Referring expression data:
==*==

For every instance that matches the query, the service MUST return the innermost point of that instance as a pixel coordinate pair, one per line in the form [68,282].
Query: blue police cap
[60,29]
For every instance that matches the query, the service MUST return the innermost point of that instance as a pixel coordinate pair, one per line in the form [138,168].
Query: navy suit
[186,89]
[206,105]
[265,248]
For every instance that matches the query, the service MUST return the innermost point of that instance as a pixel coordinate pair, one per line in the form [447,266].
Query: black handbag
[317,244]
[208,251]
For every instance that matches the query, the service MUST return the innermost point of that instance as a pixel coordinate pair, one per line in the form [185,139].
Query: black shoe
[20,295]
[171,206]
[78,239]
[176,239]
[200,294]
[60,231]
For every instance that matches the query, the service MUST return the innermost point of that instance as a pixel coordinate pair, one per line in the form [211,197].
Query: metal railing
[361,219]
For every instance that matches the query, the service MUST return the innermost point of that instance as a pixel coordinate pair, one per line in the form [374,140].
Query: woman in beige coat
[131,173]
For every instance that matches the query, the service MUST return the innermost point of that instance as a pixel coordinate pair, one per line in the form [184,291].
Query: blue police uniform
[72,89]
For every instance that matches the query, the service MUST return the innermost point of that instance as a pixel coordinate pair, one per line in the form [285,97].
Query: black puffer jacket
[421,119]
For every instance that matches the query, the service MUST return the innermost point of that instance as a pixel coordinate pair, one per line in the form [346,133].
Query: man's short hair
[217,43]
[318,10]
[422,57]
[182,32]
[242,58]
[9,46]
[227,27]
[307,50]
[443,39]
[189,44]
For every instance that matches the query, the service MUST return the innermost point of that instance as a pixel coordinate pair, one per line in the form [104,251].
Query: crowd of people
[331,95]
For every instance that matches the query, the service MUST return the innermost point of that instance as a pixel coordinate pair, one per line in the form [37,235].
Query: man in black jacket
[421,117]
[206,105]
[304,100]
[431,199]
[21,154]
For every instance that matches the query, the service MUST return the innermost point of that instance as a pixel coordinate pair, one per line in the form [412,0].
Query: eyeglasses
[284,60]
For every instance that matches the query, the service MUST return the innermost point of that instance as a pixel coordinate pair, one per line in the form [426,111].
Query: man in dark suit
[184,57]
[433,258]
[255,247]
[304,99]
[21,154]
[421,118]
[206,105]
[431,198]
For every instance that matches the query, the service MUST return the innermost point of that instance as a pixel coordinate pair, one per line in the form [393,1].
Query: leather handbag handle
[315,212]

==*==

# WHAT THE TASK ASKS
Could you please repeat the data exactly as given?

# SOLUTION TO THE PROBLEM
For every instance that matches the query, the service MUST return the innermost point of that instance as a pixel coordinate pair, one per line in the form [68,282].
Query: blue police cap
[60,29]
For every instance that matches the query, the service MUST return the innermost point of that instance as a pixel coordinate pair, one per line in the form [138,168].
Query: navy suit
[186,89]
[206,105]
[265,248]
For every instance that matches the query, the service MUST return the innermost point of that instance as a pixel coordinate pair, one per line in the form [447,266].
Query: black handbag
[317,244]
[208,251]
For every instance that matches the query, the service MUST return the innermost point of that instance as a pixel coordinate pair, one per line in the form [185,139].
Query: black shoe
[20,295]
[171,206]
[78,239]
[176,239]
[200,294]
[60,231]
For every instance that matches the query, the service MUST return the innermost point of that instance as a pixel coordinate pair, one per line in the form [211,197].
Query: metal railing
[361,219]
For every instance that matches the query, the service MUST return the innermost point of that instance as a pixel coordinate pair, one per line in the form [374,140].
Query: woman in beige coat
[131,173]
For every instance that matches the query, the service MUST return the innermost point of that instance as a pixel coordinate pair, one per line in the form [184,291].
Query: blue police uniform
[72,89]
For every instance that matches the query, the service MUST return the innermost point of that instance as a pixel coordinate pair, one per line in the form [285,97].
Query: black puffer jacket
[421,119]
For every instance that matches the query, the service MUST return the innermost point of that instance as a pixel coordinate pair, one per line in the form [346,133].
Query: man's short hair
[217,43]
[318,10]
[422,57]
[182,32]
[242,58]
[9,46]
[227,27]
[307,50]
[443,39]
[189,44]
For every instance that matches the query, the service MUST return the innermost point of that instance as a pixel coordinate pair, one per line in the form [104,251].
Query: crowd of people
[331,95]
For every instance that matches the query, the service MUST return the innermost point of that instance as a pixel coordinate pair, one per line in the form [37,235].
Query: man in black jacket
[421,117]
[206,105]
[304,100]
[431,199]
[21,154]
For every instance that matches the query, the service MUST return the innermost point of that instance as a pixel coordinate pair, one per line in the form [412,0].
Query: eyeglasses
[284,60]
For every instance that matches the query, the service MUST return the innermost point of that instance as a pixel coordinate pair, one per line in the form [426,111].
Query: man in dark suit
[184,57]
[433,258]
[255,247]
[304,99]
[21,154]
[421,118]
[206,105]
[431,198]
For every instance that matches the query, the service MUST return the innermost point of that instance as a pixel coordinate pair, one per line in the form [393,1].
Query: leather handbag handle
[315,212]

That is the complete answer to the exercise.